• TASKS
**1)** In the text on color symbolism, what explanation is suggested for why Nepali women could list more color names than Nepali men?
**2)** Transcribe the part of the text on color symbolism that opens with the words containing "According to Benjamin" and closes with "clothing than men.".

• TEXT SEGMENT
########
This article looks at the complexities of colour symbolism, and what it means in different cultures.
Red lanterns Chinese New Year in Malaysia
© KLC School of Design
An individual colour can have different meanings in different cultures. For example, in parts of Africa yellow signifies high rank, in India it can represent commerce, and in many Western cultures yellow is a term used to signify cowardice, amongst other things. So context is everything, and in addition to the traditional meanings in different cultures, related to birth, death and marriage, there are extra layers of meaning from international marketing and communication – such as the bright red of Coca-Cola, or the yellow arches of McDonald’s.
According to Benjamin Whorf’s Linguistic Relativity Hypothesis, the language a person speaks determines how he or she experiences the world. This can affect how someone perceives colour. For example, the Shona language in Zimbabwe does not distinguish between red and orange. There seems to be a pattern, however, in the order in which all languages recognise colours: all languages appear to have a name for black and white, and if a third colour is recognised, that is red, and next comes yellow or green. This degree of elaboration in recognising colours seems to also be related to gender: in one study Nepali women could list more name colours than Nepali men, and it is suggested this might be culturally related, as Nepalese women traditionally wear more colourful clothing than men.
########
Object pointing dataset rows
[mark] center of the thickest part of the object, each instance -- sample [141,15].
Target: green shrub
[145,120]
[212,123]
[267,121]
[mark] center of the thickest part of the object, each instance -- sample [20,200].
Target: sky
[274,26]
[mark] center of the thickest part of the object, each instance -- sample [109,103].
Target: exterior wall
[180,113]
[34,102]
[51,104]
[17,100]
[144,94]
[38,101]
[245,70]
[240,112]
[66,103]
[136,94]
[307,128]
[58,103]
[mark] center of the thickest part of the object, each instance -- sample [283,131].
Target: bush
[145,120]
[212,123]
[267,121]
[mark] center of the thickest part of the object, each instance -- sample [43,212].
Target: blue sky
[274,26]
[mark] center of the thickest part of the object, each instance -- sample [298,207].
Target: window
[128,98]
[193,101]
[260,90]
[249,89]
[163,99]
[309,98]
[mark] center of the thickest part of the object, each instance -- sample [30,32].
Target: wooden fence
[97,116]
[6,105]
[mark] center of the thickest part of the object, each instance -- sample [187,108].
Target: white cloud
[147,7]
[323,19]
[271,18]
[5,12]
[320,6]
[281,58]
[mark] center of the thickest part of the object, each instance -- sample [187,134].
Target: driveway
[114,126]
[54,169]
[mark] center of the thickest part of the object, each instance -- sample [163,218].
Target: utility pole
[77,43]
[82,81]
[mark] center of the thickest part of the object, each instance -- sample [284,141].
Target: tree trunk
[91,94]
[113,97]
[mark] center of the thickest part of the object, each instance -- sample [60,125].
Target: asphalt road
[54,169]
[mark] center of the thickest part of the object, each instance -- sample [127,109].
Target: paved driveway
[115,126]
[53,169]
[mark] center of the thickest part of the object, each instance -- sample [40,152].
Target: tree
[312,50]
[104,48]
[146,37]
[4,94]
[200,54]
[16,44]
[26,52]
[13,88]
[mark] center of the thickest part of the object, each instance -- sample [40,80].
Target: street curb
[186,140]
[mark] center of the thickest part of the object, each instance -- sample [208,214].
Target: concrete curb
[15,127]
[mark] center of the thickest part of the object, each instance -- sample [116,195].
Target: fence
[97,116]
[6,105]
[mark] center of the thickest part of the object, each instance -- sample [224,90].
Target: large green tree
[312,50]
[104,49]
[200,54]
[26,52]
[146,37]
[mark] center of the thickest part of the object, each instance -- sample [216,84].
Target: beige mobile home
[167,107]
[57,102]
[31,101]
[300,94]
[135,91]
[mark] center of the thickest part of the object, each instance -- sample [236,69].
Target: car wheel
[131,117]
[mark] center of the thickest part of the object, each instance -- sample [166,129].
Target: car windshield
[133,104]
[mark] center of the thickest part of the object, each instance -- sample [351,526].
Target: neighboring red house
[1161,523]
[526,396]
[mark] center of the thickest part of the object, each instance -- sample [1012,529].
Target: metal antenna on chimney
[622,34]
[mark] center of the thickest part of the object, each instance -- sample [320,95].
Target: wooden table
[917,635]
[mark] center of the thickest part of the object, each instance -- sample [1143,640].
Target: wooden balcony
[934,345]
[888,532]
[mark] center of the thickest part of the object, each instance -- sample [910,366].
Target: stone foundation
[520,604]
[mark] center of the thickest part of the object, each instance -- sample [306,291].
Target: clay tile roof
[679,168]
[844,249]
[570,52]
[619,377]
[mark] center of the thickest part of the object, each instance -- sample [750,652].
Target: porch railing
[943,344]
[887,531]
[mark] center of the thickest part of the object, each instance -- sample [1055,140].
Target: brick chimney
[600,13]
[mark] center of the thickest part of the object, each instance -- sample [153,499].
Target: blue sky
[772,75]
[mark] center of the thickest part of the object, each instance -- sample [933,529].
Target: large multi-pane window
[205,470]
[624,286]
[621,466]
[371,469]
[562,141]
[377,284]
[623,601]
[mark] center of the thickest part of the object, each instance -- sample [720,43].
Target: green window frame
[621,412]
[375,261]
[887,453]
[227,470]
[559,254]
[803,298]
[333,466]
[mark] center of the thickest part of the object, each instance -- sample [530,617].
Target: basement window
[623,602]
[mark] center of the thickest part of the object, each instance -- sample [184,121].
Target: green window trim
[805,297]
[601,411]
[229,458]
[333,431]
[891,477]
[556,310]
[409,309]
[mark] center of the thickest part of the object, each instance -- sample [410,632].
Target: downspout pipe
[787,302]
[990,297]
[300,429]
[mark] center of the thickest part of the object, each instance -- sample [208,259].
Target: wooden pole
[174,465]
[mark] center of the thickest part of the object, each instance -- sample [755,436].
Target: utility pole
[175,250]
########
• ANSWERS FOR THE TASKS
**1)** The text suggests the difference might be culturally related, because Nepalese women traditionally wear more colorful clothing than men.

**2)**
According to Benjamin Whorf’s Linguistic Relativity Hypothesis, the language a person speaks determines how he or she experiences the world. This can affect how someone perceives colour. For example, the Shona language in Zimbabwe does not distinguish between red and orange. There seems to be a pattern, however, in the order in which all languages recognise colours: all languages appear to have a name for black and white, and if a third colour is recognised, that is red, and next comes yellow or green. This degree of elaboration in recognising colours seems to also be related to gender: in one study Nepali women could list more name colours than Nepali men, and it is suggested this might be culturally related, as Nepalese women traditionally wear more colourful clothing than men.